Give back the line containing "Question. Locate the black picture" along with every line after it, exactly, until the entries end.

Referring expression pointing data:
..........

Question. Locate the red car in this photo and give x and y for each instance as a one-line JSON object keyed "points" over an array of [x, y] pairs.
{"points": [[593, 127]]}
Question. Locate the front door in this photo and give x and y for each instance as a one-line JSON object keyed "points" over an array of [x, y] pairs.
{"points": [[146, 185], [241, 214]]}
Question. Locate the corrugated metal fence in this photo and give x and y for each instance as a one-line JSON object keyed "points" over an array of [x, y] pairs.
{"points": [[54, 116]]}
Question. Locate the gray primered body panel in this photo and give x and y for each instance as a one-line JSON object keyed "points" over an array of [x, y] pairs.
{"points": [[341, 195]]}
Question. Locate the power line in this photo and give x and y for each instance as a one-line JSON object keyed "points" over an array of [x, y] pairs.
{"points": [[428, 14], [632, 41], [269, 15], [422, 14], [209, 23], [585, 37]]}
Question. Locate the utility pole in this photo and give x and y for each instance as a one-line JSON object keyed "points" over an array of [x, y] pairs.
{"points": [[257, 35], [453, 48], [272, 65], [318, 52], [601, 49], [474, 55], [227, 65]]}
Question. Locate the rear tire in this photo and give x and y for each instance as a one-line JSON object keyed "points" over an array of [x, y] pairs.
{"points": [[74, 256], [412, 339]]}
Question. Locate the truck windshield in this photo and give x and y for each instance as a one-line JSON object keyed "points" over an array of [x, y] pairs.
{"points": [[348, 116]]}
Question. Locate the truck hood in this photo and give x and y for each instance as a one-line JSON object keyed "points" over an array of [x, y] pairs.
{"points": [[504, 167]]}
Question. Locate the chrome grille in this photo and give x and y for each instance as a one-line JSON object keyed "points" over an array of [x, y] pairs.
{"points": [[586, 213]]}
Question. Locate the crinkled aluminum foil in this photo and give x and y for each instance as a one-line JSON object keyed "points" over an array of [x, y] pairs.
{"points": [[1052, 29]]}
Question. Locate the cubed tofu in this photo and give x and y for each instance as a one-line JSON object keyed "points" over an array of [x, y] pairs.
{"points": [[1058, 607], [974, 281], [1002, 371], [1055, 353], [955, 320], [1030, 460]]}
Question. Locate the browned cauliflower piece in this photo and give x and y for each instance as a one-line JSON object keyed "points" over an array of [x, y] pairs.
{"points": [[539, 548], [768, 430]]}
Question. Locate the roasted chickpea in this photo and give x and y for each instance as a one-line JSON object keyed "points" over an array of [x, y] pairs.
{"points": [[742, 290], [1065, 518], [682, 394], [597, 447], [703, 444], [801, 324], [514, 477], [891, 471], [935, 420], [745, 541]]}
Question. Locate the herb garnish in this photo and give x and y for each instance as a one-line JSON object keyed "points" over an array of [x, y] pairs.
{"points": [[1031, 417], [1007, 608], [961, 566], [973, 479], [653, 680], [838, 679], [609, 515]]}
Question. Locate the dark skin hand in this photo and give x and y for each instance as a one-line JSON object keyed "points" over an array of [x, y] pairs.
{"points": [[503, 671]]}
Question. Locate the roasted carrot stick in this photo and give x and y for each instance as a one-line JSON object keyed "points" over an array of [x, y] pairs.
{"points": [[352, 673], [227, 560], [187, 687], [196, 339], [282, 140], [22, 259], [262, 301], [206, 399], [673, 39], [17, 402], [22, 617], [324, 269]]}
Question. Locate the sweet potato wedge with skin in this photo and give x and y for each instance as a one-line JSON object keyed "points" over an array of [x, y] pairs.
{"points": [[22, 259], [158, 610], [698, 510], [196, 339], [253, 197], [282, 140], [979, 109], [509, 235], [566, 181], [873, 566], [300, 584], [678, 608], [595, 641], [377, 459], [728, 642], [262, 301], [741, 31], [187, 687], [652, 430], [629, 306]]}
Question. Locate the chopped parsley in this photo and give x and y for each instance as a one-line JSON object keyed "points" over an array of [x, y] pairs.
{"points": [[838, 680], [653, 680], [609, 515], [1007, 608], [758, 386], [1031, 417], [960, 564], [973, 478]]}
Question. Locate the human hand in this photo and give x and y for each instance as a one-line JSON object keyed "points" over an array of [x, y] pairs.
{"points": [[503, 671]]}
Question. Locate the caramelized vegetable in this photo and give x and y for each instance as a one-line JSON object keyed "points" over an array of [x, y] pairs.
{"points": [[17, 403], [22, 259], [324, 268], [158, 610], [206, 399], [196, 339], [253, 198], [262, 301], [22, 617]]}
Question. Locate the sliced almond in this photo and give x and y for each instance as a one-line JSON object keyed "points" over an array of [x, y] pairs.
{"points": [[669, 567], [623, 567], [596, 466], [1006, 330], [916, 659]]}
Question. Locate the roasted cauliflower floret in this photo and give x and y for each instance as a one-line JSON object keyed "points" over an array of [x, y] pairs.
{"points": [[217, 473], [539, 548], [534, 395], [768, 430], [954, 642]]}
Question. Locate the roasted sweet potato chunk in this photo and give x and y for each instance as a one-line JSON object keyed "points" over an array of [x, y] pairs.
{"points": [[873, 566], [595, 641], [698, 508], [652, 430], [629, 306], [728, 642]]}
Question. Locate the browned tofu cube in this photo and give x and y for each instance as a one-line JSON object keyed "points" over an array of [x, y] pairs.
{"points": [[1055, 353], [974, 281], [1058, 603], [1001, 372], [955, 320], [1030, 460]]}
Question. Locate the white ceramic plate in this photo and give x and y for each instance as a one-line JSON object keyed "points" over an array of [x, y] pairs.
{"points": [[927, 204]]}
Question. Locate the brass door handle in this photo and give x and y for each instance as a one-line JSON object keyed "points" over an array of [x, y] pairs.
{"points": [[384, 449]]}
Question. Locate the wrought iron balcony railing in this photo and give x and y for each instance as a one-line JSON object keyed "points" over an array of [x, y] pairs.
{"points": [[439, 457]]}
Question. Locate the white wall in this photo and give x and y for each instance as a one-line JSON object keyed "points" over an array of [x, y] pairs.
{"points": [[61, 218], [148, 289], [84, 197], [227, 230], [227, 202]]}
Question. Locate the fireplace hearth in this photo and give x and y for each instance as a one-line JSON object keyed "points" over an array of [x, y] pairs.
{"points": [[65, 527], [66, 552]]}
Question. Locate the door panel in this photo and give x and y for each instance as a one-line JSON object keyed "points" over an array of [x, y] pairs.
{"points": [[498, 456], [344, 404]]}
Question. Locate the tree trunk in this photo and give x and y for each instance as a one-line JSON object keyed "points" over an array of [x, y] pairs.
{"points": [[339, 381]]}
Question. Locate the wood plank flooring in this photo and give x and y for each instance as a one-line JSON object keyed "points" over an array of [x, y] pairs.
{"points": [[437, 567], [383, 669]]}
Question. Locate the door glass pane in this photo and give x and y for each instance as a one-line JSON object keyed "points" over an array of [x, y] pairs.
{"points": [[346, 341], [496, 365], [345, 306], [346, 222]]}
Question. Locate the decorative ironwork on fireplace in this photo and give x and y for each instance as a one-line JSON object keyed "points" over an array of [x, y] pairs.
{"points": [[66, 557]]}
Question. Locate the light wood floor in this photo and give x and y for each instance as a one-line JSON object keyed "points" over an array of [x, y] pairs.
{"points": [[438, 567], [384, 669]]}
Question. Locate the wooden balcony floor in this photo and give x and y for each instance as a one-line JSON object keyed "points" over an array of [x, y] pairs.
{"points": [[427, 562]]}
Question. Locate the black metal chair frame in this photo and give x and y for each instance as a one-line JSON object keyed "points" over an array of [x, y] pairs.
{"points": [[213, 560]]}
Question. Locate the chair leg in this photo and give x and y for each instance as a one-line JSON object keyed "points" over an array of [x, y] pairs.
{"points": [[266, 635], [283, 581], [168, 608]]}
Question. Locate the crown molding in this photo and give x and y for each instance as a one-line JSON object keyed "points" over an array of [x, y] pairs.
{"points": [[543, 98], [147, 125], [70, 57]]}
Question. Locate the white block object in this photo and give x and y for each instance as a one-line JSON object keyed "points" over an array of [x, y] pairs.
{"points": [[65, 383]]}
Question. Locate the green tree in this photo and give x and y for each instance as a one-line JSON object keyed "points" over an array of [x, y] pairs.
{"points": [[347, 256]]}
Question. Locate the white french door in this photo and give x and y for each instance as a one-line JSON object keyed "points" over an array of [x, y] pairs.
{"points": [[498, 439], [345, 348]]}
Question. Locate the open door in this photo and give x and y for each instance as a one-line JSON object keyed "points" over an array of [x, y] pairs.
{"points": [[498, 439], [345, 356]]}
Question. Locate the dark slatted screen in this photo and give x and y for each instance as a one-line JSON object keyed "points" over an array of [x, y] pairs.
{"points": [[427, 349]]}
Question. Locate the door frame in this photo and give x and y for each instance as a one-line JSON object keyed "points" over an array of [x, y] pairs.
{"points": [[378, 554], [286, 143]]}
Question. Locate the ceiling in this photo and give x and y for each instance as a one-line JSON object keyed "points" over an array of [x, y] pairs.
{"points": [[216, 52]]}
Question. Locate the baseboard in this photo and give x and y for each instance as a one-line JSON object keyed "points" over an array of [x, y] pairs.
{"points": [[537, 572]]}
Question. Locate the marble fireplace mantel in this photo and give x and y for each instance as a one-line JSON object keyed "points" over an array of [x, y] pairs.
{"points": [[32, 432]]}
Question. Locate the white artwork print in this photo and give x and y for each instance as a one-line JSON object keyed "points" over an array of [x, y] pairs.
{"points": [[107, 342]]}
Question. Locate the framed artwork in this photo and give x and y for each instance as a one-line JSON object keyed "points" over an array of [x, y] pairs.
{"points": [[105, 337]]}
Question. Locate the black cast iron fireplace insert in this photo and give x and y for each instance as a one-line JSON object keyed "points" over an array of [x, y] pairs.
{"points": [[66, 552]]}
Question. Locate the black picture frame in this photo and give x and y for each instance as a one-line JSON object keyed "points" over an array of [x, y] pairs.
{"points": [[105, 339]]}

..........

__Task result__:
Question. Locate the black picture frame in this photo and give x and y for each instance as a one-line JSON object keyed "points" over an array of [x, y] pairs.
{"points": [[105, 339]]}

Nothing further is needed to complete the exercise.